(Collected data)

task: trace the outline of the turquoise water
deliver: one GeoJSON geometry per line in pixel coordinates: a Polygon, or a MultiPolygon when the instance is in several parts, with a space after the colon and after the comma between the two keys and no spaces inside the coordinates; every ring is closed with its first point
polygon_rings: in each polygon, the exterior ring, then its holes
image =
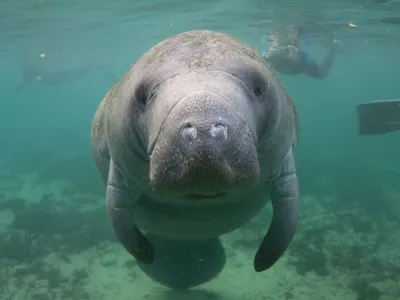
{"type": "Polygon", "coordinates": [[[0,2],[0,299],[399,299],[400,132],[360,137],[355,110],[400,97],[400,25],[380,22],[399,14],[398,1],[367,0],[0,2]],[[97,106],[173,34],[222,31],[261,52],[269,30],[307,21],[340,51],[325,80],[278,74],[300,118],[290,249],[270,271],[252,270],[267,210],[226,237],[230,261],[214,282],[163,289],[111,232],[90,153],[97,106]],[[88,65],[98,68],[61,84],[37,78],[88,65]],[[28,66],[39,82],[14,91],[28,66]]]}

_Work request:_ Transcribe each entry above character for character, omitting pictures.

_Response to this exercise:_
task: trace the outline of the turquoise water
deliver: one GeoJSON geometry per line in pixel coordinates: a Polygon, or a MultiPolygon when the instance is in several parts, with a space after the colon and after the comma between the two keys and no spaces inside the coordinates; every ring is closed with its first point
polygon_rings: in each polygon, the exterior ring, then its holes
image =
{"type": "Polygon", "coordinates": [[[0,2],[0,299],[399,299],[400,132],[360,137],[355,110],[400,97],[400,25],[380,22],[399,14],[398,1],[367,0],[0,2]],[[97,106],[173,34],[222,31],[261,52],[269,30],[307,21],[340,51],[325,80],[278,74],[300,118],[290,249],[270,271],[252,270],[267,210],[226,237],[230,261],[214,282],[163,289],[111,232],[90,153],[97,106]],[[88,65],[98,68],[61,84],[37,78],[88,65]],[[28,66],[39,82],[14,91],[28,66]]]}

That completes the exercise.